Stated exercise |
Please format all the rows below as a numbered list, dropping any blank lines and leaving the pictures out.

Listed records |
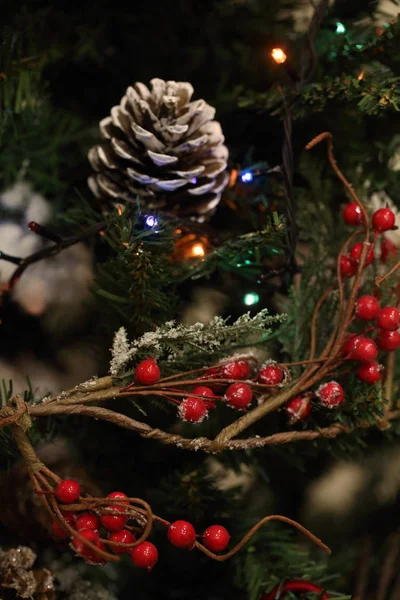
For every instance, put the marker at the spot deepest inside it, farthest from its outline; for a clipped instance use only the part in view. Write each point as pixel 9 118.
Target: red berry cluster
pixel 119 537
pixel 382 220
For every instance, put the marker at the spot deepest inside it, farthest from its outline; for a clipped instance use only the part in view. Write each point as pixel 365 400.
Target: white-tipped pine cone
pixel 162 149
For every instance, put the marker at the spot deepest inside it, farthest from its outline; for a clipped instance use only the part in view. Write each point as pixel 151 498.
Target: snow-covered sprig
pixel 172 342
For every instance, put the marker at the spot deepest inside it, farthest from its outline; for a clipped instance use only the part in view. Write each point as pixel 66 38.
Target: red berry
pixel 120 496
pixel 298 409
pixel 238 395
pixel 383 220
pixel 244 368
pixel 387 249
pixel 80 548
pixel 123 537
pixel 216 538
pixel 58 529
pixel 347 266
pixel 193 410
pixel 87 521
pixel 270 375
pixel 369 372
pixel 389 318
pixel 356 250
pixel 367 308
pixel 114 522
pixel 352 214
pixel 147 372
pixel 388 340
pixel 231 371
pixel 182 534
pixel 67 491
pixel 145 555
pixel 331 394
pixel 203 390
pixel 365 350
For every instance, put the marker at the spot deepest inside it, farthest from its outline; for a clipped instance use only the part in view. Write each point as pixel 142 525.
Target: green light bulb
pixel 251 298
pixel 340 28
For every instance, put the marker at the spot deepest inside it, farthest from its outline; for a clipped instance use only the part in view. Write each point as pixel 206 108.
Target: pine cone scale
pixel 163 149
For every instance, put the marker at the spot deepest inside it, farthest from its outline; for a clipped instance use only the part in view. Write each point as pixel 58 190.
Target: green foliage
pixel 182 347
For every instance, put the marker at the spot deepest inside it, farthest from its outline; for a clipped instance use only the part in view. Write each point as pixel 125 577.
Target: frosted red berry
pixel 383 220
pixel 87 521
pixel 365 350
pixel 389 318
pixel 147 372
pixel 122 537
pixel 388 340
pixel 120 496
pixel 238 395
pixel 193 410
pixel 216 538
pixel 331 394
pixel 114 522
pixel 182 534
pixel 231 371
pixel 387 249
pixel 356 250
pixel 270 375
pixel 367 308
pixel 244 368
pixel 67 491
pixel 298 409
pixel 59 531
pixel 369 372
pixel 347 266
pixel 145 555
pixel 352 214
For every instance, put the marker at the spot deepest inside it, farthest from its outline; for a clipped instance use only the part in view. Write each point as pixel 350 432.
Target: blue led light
pixel 151 221
pixel 247 177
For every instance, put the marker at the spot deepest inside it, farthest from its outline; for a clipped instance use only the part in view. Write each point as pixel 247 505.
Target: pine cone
pixel 162 149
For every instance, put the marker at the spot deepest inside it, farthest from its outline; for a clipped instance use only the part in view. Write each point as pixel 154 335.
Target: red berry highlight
pixel 270 375
pixel 182 534
pixel 365 350
pixel 87 521
pixel 193 410
pixel 114 522
pixel 356 250
pixel 147 372
pixel 383 220
pixel 352 214
pixel 122 537
pixel 298 409
pixel 145 555
pixel 389 318
pixel 387 249
pixel 388 340
pixel 244 368
pixel 369 372
pixel 331 394
pixel 347 266
pixel 67 491
pixel 231 371
pixel 216 538
pixel 120 496
pixel 238 395
pixel 367 308
pixel 59 531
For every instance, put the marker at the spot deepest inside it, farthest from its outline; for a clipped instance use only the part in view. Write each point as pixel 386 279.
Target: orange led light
pixel 279 56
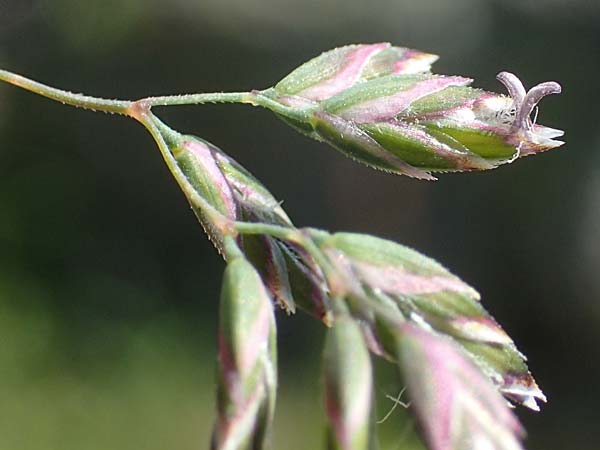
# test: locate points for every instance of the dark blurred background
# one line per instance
(108, 288)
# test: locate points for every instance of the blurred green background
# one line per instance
(108, 288)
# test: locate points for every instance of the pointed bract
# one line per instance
(457, 408)
(247, 366)
(381, 106)
(428, 295)
(348, 381)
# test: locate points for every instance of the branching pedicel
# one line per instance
(380, 105)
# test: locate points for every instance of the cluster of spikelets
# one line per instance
(382, 106)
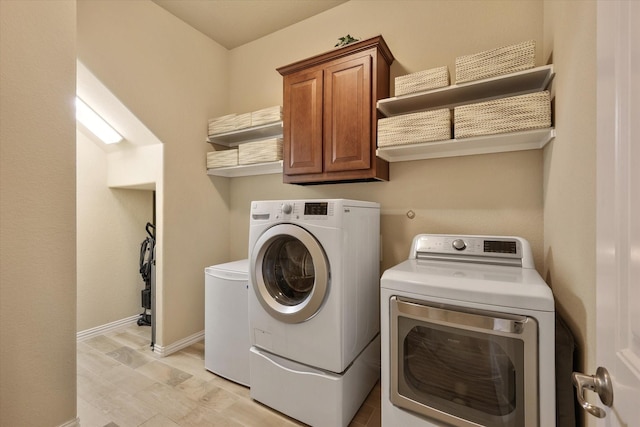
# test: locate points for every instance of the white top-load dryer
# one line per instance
(226, 329)
(468, 335)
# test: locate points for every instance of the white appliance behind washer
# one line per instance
(458, 307)
(314, 306)
(226, 326)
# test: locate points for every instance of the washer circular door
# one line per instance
(290, 273)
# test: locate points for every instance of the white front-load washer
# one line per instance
(468, 335)
(314, 306)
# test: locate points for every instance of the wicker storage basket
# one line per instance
(266, 150)
(222, 158)
(517, 113)
(496, 62)
(222, 124)
(425, 126)
(422, 80)
(266, 115)
(243, 121)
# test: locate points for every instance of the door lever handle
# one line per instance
(600, 383)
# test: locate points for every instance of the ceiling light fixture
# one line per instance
(96, 124)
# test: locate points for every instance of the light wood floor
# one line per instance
(122, 383)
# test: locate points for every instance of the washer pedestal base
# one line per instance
(315, 397)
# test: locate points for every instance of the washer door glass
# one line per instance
(289, 273)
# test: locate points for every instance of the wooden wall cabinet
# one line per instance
(330, 115)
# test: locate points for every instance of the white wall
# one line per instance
(110, 227)
(37, 213)
(570, 169)
(173, 79)
(488, 194)
(137, 167)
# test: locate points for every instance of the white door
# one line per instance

Finished exercise |
1. For every instance, put the marker at the spot deepest inside it, farthest from its outline; for a clipped instance use only the part in view. Write each point as pixel 9 118.
2. Target: red berry cluster
3. pixel 119 537
4. pixel 382 220
5. For every instance, put the marker at the spot deepest inside it, farthest from its outline; for a clipped instance use only the part in view. Write each point as pixel 365 400.
6. Target: white-tipped pine cone
7. pixel 162 149
8. For every instance, put the marker at the spot deepest inside it, farthest from its outline; for a clipped instance use only the part in view. Write each point as pixel 151 498.
9. Target: snow-covered sprig
10. pixel 172 342
11. For every instance, put the marker at the spot deepest inside it, farthest from its outline; for a clipped instance use only the part in view. Write each point as pixel 66 38.
12. Target: red berry
13. pixel 120 496
14. pixel 298 409
15. pixel 238 395
16. pixel 383 220
17. pixel 244 368
18. pixel 387 249
19. pixel 80 548
20. pixel 123 537
21. pixel 216 538
22. pixel 58 529
23. pixel 347 266
24. pixel 193 410
25. pixel 87 521
26. pixel 270 375
27. pixel 369 372
28. pixel 389 318
29. pixel 356 250
30. pixel 367 308
31. pixel 114 522
32. pixel 352 214
33. pixel 147 372
34. pixel 388 340
35. pixel 231 371
36. pixel 182 534
37. pixel 67 491
38. pixel 145 555
39. pixel 331 394
40. pixel 203 390
41. pixel 365 350
42. For every instance, put the marker at the spot deepest inside it, farthest from its outline; for a clipped instance use only the part in view. Write each point as pixel 142 525.
43. Target: green light bulb
44. pixel 251 298
45. pixel 340 28
46. For every instance, put the marker at the spot deepest inside it, farthest from its outline; for a clipped instance use only the part in view. Write each point as pixel 206 108.
47. Target: pine cone scale
48. pixel 163 149
49. For every instance, put the marker at the spot deepest inside it, farthest from its outline; for a clipped instance use only the part in view. Write each point as pixel 58 190.
50. Target: green foliage
51. pixel 182 347
52. For every instance, put the marker at the spot deepest inside it, farthest from its outline; for a clipped instance use only the part in view. Write each point as pixel 125 577.
53. Target: frosted red berry
54. pixel 383 220
55. pixel 87 521
56. pixel 365 350
57. pixel 389 318
58. pixel 147 372
59. pixel 122 537
60. pixel 388 340
61. pixel 120 496
62. pixel 238 395
63. pixel 193 410
64. pixel 216 538
65. pixel 331 394
66. pixel 114 522
67. pixel 182 534
68. pixel 231 371
69. pixel 387 249
70. pixel 356 250
71. pixel 270 375
72. pixel 367 308
73. pixel 244 368
74. pixel 67 491
75. pixel 298 409
76. pixel 59 531
77. pixel 369 372
78. pixel 347 266
79. pixel 145 555
80. pixel 352 214
81. For every instance, put the marker at the spot deepest inside it, farthest from its outline; for a clipped instance use only the part in view. Write each point as pixel 350 432.
82. Target: blue led light
83. pixel 151 221
84. pixel 247 177
85. For every instance, put the marker at the spot deepest inside it, farthest from its outline; for a clipped instance use only the part in view. Write each point as pixel 247 505.
86. Target: pine cone
87. pixel 162 149
88. For every instance, put the marker at the spot deepest inside it, farthest from its outline; for a clipped instance use only the part in view. Write each point as pixel 154 335.
89. Target: red berry highlight
90. pixel 270 375
91. pixel 182 534
92. pixel 365 350
93. pixel 87 521
94. pixel 193 410
95. pixel 114 522
96. pixel 356 250
97. pixel 147 372
98. pixel 383 220
99. pixel 352 214
100. pixel 122 537
101. pixel 298 409
102. pixel 145 555
103. pixel 389 318
104. pixel 387 249
105. pixel 388 340
106. pixel 244 368
107. pixel 369 372
108. pixel 331 394
109. pixel 347 266
110. pixel 67 491
111. pixel 231 371
112. pixel 216 538
113. pixel 120 496
114. pixel 238 395
115. pixel 367 308
116. pixel 59 531
117. For every instance, put the marker at the spot deepest inside it, farthest from its outline; for a clipped instance use only the part in view. Write each point as pixel 386 279.
118. Target: orange led light
119. pixel 279 56
120. # test: locate points for every instance of the dark blurred background
121. # one line per instance
122. (108, 288)
123. # test: locate points for every instance of the blurred green background
124. # one line per instance
125. (108, 288)
126. # test: locate points for every instance of the pointed bract
127. # one line per instance
128. (457, 408)
129. (247, 366)
130. (381, 106)
131. (428, 295)
132. (348, 381)
133. # test: locate points for every instance of the branching pedicel
134. # one line per instance
135. (380, 105)
136. # test: locate points for every instance of the cluster of spikelets
137. # one line per instance
138. (382, 106)
139. # test: locate points for every instance of the white top-load dryer
140. # one line per instance
141. (226, 329)
142. (468, 335)
143. # test: locate points for every instance of the white appliance behind washer
144. # one line per instance
145. (458, 307)
146. (314, 306)
147. (226, 326)
148. # test: locate points for every instance of the washer circular door
149. # one line per instance
150. (290, 273)
151. # test: locate points for every instance of the white front-load washer
152. # one line per instance
153. (468, 335)
154. (314, 306)
155. # test: locate points for every instance of the wicker storage basket
156. # one line per instance
157. (266, 150)
158. (222, 158)
159. (517, 113)
160. (496, 62)
161. (222, 124)
162. (425, 126)
163. (422, 80)
164. (266, 115)
165. (243, 121)
166. # test: locate points for every instance of the door lever handle
167. # one line per instance
168. (600, 383)
169. # test: locate points for every instance of the ceiling light fixture
170. # one line per instance
171. (96, 124)
172. # test: locate points for every instance of the light wood floor
173. # one line per instance
174. (122, 383)
175. # test: locate points for every instance of the washer pedestal base
176. # one line per instance
177. (315, 397)
178. # test: locate points for every instance of the washer door glass
179. # one line per instance
180. (289, 273)
181. # test: locate points for every instance of the wooden wall cabinet
182. # one line per instance
183. (330, 115)
184. # test: locate points for every instance of the white wall
185. # one line per instance
186. (110, 227)
187. (37, 213)
188. (570, 169)
189. (173, 79)
190. (488, 194)
191. (137, 167)
192. # test: locate points for every instance of the white door
193. # one line per instance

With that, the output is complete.